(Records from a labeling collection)
######

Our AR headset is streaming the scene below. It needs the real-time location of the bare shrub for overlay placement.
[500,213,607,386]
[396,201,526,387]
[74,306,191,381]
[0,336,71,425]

######

### What is required
Quote the records above word for word, leaving nothing out.

### Output
Our AR headset is streaming the scene below. It needs the real-time location of the bare shrub for overlay placement.
[500,213,607,386]
[396,201,526,387]
[74,306,191,381]
[0,336,71,425]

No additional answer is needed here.